▸ To do
Transcribe the data in full; each line must match exactly.

▸ Saved entries
━━━━━━━━━━

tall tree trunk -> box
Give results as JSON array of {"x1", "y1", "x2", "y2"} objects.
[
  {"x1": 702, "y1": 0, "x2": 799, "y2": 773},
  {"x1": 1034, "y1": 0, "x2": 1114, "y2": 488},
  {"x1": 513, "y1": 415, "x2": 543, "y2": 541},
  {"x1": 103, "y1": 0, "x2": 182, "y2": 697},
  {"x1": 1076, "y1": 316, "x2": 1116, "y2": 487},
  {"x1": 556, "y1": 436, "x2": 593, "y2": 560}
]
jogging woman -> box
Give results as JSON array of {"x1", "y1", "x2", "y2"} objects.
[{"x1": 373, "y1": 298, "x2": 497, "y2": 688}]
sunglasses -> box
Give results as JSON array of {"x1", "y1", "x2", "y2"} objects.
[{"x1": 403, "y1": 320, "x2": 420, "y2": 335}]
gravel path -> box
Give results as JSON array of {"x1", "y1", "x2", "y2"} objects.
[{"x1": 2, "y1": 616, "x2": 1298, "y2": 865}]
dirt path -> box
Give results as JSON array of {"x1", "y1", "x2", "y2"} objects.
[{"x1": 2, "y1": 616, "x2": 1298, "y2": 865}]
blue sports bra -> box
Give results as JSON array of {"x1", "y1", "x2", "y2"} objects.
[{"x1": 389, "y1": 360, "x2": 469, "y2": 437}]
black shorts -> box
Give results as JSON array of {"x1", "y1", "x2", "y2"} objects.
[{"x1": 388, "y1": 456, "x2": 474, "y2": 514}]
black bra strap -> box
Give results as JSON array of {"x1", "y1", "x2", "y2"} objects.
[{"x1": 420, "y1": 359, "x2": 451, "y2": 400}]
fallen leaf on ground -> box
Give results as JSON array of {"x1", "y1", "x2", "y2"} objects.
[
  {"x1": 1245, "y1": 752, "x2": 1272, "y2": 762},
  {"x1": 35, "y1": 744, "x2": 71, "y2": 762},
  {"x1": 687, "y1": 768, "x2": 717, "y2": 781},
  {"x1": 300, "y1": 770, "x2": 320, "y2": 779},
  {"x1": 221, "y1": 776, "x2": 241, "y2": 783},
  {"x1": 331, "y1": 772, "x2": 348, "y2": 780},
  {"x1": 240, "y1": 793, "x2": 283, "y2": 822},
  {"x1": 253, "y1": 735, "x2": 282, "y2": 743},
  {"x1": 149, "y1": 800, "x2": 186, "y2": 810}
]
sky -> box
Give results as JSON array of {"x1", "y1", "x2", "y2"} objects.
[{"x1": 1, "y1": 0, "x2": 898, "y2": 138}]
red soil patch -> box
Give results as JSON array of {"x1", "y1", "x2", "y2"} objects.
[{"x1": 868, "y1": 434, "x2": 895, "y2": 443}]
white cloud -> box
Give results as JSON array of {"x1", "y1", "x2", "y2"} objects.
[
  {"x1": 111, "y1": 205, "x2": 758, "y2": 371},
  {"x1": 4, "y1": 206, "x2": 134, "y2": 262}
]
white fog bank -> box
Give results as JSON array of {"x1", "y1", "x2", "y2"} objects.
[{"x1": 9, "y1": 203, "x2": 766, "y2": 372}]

━━━━━━━━━━

▸ Answer area
tall tree trunk -> box
Give results as JSON array of {"x1", "y1", "x2", "y2"} objects.
[
  {"x1": 702, "y1": 0, "x2": 799, "y2": 773},
  {"x1": 1034, "y1": 0, "x2": 1114, "y2": 488},
  {"x1": 513, "y1": 415, "x2": 543, "y2": 541},
  {"x1": 103, "y1": 0, "x2": 182, "y2": 697},
  {"x1": 1076, "y1": 316, "x2": 1116, "y2": 487},
  {"x1": 556, "y1": 436, "x2": 593, "y2": 560}
]
jogging woman -> box
Give results as JSON array of {"x1", "y1", "x2", "y2"} objects.
[{"x1": 373, "y1": 298, "x2": 497, "y2": 688}]
sunglasses -> box
Give results as JSON array of {"x1", "y1", "x2", "y2"} objects.
[{"x1": 403, "y1": 320, "x2": 420, "y2": 335}]
gravel path -> box
Give results as JSON array of {"x1", "y1", "x2", "y2"} objects.
[{"x1": 2, "y1": 616, "x2": 1298, "y2": 865}]
dirt path -> box
Give results as JSON array of {"x1", "y1", "x2", "y2"} objects.
[{"x1": 2, "y1": 616, "x2": 1298, "y2": 865}]
blue sports bra -> box
Give results as JSON array of {"x1", "y1", "x2", "y2"} objects.
[{"x1": 389, "y1": 360, "x2": 469, "y2": 437}]
black shorts -> box
Give results as JSON array of {"x1", "y1", "x2", "y2"} objects.
[{"x1": 388, "y1": 456, "x2": 474, "y2": 514}]
black bra strap -> box
Give results as JSON array of {"x1", "y1", "x2", "y2"} objects.
[{"x1": 420, "y1": 359, "x2": 451, "y2": 400}]
fallen leaf on ground -> box
Give results as JSON array of {"x1", "y1", "x2", "y2"} objects.
[
  {"x1": 1245, "y1": 752, "x2": 1272, "y2": 762},
  {"x1": 35, "y1": 744, "x2": 71, "y2": 762},
  {"x1": 687, "y1": 768, "x2": 717, "y2": 781},
  {"x1": 300, "y1": 770, "x2": 320, "y2": 779},
  {"x1": 221, "y1": 776, "x2": 241, "y2": 783},
  {"x1": 331, "y1": 772, "x2": 348, "y2": 780},
  {"x1": 240, "y1": 793, "x2": 283, "y2": 822},
  {"x1": 253, "y1": 735, "x2": 282, "y2": 743},
  {"x1": 149, "y1": 800, "x2": 186, "y2": 810}
]
sky -> box
Give results as JSON array of {"x1", "y1", "x2", "y2"} objects.
[{"x1": 1, "y1": 0, "x2": 898, "y2": 138}]
red soil patch -> box
Give results as JSON array of {"x1", "y1", "x2", "y2"} objects.
[{"x1": 868, "y1": 434, "x2": 895, "y2": 443}]
white cloud -> box
Give results as JSON array of {"x1", "y1", "x2", "y2"} objects.
[
  {"x1": 111, "y1": 205, "x2": 758, "y2": 371},
  {"x1": 4, "y1": 206, "x2": 134, "y2": 262}
]
white fog bank -> box
Give results as JSON array of {"x1", "y1", "x2", "y2"} objects.
[{"x1": 9, "y1": 203, "x2": 766, "y2": 372}]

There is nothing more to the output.